> ABOUT THIS EXERCISE: Retype the passage about the Red Sox below word for word, from "As has been" to "his California form.".

> PASSAGE:
The Boston Red Sox this weekend put their own spin on the old adage that the grass is always greener on the other side of the fence – and maybe that’s inevitable given how brown the front office apparently thinks its lawn truly is.
As has been well documented, Clay Buchholz is on the shelf with a suspected stress fracture in his back, Andrew Miller is walking a Matsuzaka-like tightrope every five days, and John Lackey is struggling to return to his California form.
All of this has been true for a good number of weeks now, but you might not know it given that the club owns the best record in the American League and is playing at a pace worthy of 101 wins over the course of the season.
The Sox brass, however, must be worried indeed, for their trading-deadline forays into the neighbors’ yards netted first Rich Harden and then Erik Bedard as possible sources of reinforcement. To say that both of these guys are injury-prone is to liken The Perfect Storm to a passing shower: Harden’s medicals were so bad that the Red Sox backed out of a deal they originally approved, and Bedard hasn’t made a post-July start in four years.
And that, apparently, is as green as the grass ever affordably got on the other side.
Was acquiring Bedard worth the cost of a handful of possibly promising prospects? Perhaps, considering that Bedard is a lefty and the deal also brought a second arm to the organization in the form of former Cape League (Yarmouth-Dennis) hurler Josh Fields.
But mostly it seemed to be an exercise in lawn repair, steeped in the notion that if yours is deemed the color of mud, then any hint of chlorophyll can be considered an upgrade.

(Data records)
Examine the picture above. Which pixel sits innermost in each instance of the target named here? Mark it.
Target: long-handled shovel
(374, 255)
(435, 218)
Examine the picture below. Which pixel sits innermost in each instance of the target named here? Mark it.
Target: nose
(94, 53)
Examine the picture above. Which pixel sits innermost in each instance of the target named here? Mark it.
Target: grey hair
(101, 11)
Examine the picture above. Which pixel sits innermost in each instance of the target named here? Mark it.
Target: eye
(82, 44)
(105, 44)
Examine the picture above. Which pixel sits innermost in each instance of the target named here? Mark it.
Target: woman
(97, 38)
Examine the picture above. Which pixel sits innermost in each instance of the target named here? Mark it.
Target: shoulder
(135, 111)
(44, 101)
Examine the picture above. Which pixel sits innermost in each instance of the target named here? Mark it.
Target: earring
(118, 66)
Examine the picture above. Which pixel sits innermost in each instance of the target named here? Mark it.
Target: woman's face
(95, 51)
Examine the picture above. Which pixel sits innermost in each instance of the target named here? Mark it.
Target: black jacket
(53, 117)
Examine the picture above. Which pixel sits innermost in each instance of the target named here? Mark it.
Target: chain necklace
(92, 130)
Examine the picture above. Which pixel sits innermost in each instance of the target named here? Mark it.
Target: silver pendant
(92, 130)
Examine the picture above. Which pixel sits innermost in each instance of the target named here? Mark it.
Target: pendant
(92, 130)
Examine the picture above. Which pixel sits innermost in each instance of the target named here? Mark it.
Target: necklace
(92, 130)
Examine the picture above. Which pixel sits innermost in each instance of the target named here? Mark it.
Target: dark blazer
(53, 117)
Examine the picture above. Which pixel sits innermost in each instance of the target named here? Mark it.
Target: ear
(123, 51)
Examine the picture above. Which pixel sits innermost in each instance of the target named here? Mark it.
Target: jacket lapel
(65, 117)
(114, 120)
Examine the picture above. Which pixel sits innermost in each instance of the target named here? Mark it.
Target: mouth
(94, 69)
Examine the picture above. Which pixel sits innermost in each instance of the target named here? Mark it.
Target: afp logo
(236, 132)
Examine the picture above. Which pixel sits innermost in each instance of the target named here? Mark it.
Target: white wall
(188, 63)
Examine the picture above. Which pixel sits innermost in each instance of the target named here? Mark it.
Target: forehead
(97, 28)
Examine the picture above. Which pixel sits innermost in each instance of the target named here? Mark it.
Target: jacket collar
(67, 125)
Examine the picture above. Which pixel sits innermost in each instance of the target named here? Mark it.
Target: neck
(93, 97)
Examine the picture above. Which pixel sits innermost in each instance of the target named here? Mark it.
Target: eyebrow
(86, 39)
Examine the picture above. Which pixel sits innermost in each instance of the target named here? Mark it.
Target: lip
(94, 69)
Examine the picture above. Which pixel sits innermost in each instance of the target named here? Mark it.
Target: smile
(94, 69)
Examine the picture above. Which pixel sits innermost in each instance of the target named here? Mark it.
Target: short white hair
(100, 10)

> COMPLETED TASK:
As has been well documented, Clay Buchholz is on the shelf with a suspected stress fracture in his back, Andrew Miller is walking a Matsuzaka-like tightrope every five days, and John Lackey is struggling to return to his California form.